### Задание 1
Изложите фрагмент о византийском храмовом искусстве в двух предложениях.
### Задание 2
Согласуются ли с фрагментом о византийском храмовом искусстве утверждения ниже? Ответьте «да» или «нет» на каждое и подтвердите ответ точной цитатой из фрагмента.
(a) Византийское религиозное искусство стремилось к иллюзионизму.
(b) Гармония храма создавалась для наблюдателя.
(c) Возможность полностью вовлечь наблюдателя в наблюдаемое остается спорной.
### Задание 3
Подхватите фрагмент о византийском храмовом искусстве после его последнего предложения и продолжите его.

### Исходный текст
--*--
В Византии между зрителем и образом не существовало дистанции, поскольку зрителю было доступно священное пространство образа, а образ, в свою очередь, формировал пространство, в котором двигался зритель. Последний был скорее «участником» чем «зрителем». Не стремясь к иллюзионизму, византийское религиозное искусство упразднило четкую границу между миром реального и миром кажущегося[465].
Гармония храма создавалась не для наблюдателя. Такового в храме остаться было не должно. Она по-видимому имела целью увлечь входящего и вовлечь его в себя. Другой западный интеллектуал по поводу уже не храма, а стиля Евсевия Памфила говорил об обволакивании и заворожении сознания. Превращение зрителя, слушателя в участника предполагало его включение в замысел целого. Когда пассивный наблюдатель невольно начинал действовать, он переставал в принципе быть индивидом собственного права, растворяясь в общем согласии. Конечно, возможность полностью вовлечь наблюдателя в наблюдаемое остается по-прежнему под вопросом.
Демус подчеркивает небогатство сюжетов византийского храмового декора. Поскольку присутствие обособленного зрителя не предполагалось, некому было предлагать сюжеты для разглядывания.
В византийских мозаичных композициях мы тщетно будет искать всё то, из чего состоит монументальный speculum universale западных декоративных систем[466], – изображения профессий и работ каждого месяца, персонификации добродетелей и пороков, аллегории свободных искусств и сюжеты, выражающие эсхатологические ужасы и надежды[467].
--*--
### Записи данных

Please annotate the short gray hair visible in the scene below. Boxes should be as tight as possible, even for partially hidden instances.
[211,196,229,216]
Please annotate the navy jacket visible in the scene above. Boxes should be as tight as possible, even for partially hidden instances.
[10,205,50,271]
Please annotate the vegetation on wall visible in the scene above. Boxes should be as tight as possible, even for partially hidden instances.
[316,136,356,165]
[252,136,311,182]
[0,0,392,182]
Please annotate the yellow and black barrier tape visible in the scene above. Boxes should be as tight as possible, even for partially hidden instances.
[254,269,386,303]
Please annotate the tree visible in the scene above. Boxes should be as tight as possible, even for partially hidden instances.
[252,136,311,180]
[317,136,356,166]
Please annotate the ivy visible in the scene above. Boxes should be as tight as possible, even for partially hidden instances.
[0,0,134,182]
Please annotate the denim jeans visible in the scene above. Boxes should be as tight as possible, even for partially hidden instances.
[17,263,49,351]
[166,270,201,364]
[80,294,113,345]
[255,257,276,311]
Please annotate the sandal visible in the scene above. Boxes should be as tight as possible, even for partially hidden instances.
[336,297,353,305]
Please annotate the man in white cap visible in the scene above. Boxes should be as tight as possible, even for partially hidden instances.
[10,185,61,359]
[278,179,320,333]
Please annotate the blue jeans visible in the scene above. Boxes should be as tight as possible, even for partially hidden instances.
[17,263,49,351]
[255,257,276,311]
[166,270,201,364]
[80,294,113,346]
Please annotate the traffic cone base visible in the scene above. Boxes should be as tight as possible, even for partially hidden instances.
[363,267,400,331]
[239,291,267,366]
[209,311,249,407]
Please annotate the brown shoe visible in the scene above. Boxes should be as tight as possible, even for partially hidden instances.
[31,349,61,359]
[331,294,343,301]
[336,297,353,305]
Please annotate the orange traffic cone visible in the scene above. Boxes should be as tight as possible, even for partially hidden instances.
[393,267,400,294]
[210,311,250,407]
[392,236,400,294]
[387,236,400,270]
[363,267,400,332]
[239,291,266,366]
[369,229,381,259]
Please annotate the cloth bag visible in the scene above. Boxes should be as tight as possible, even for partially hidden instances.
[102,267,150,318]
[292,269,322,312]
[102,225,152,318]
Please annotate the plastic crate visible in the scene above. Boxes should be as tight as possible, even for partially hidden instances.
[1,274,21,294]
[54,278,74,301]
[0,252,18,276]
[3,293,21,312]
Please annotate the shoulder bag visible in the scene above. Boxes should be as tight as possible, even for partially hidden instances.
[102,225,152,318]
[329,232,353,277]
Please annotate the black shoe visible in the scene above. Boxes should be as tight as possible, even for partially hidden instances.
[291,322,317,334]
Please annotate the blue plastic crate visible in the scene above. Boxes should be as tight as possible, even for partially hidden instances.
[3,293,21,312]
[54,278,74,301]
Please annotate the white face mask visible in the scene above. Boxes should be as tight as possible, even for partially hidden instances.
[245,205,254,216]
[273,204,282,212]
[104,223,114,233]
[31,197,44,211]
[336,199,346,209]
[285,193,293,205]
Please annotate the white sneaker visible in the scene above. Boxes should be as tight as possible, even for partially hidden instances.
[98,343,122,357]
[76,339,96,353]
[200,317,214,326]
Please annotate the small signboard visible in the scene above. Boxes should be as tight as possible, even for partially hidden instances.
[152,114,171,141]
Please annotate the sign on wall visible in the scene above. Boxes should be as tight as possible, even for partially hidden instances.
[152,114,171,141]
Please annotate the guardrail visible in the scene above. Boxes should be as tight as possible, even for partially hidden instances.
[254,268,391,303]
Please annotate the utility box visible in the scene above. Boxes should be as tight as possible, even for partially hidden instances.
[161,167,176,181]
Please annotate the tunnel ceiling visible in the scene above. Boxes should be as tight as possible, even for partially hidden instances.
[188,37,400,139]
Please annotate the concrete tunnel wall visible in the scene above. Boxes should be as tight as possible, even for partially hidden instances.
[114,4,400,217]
--*--
### Правильный ответ 1
В Византии между зрителем и образом не было дистанции: зритель был скорее участником, а гармония храма имела целью вовлечь входящего в замысел целого. Поскольку обособленный зритель не предполагался, сюжеты храмового декора небогаты, и в мозаиках нет изображений профессий, добродетелей и пороков или аллегорий свободных искусств, как в западных системах.

### Правильный ответ 2
(a) Нет: «Не стремясь к иллюзионизму, византийское религиозное искусство упразднило четкую границу между миром реального и миром кажущегося».
(b) Нет: «Гармония храма создавалась не для наблюдателя».
(c) Да: «возможность полностью вовлечь наблюдателя в наблюдаемое остается по-прежнему под вопросом».

### Правильный ответ 3
Византийцы исходили из того, что никакое содержание всё равно не будет верно воспринято без нужного благочестивого строя ума. Показ самых поучительных сюжетов сам по себе может оказаться даже вреден, тогда как благоустроенный ум найдет себе содержание и его предметом сможет безопасно стать всё.
Изображение не должно вызывать чувств жалости, страха или надежды – всё это восприняли бы как нечто слишком человеческое, чересчур театральное и не гармонизирующее с тем ощущением религиозного благополучия, которое пронизывает весь ансамбль и не оставляет места для духовных и нравственных проблем[468].
Цель не увлечь, а вовлечь, не показать что-то глазу, а произвести операцию с самим глазом, остановить его ускользание в неуловимость, связать шпиона. Мозаичные лица смотрят прямо на вошедшего. Профильных изображений мало, и они исполнены так, словно половина лица смотрит одним глазом опять же прямо на зрителя; вторая половина как-то скрыта. Фронтально изображенное лицо зовет, вбирает в себя взор вошедшего, сплавляет со своим. Вошедший замыкается на том взгляде, прикован к взирающему на него образу и не успевает оформиться в независимого наблюдателя.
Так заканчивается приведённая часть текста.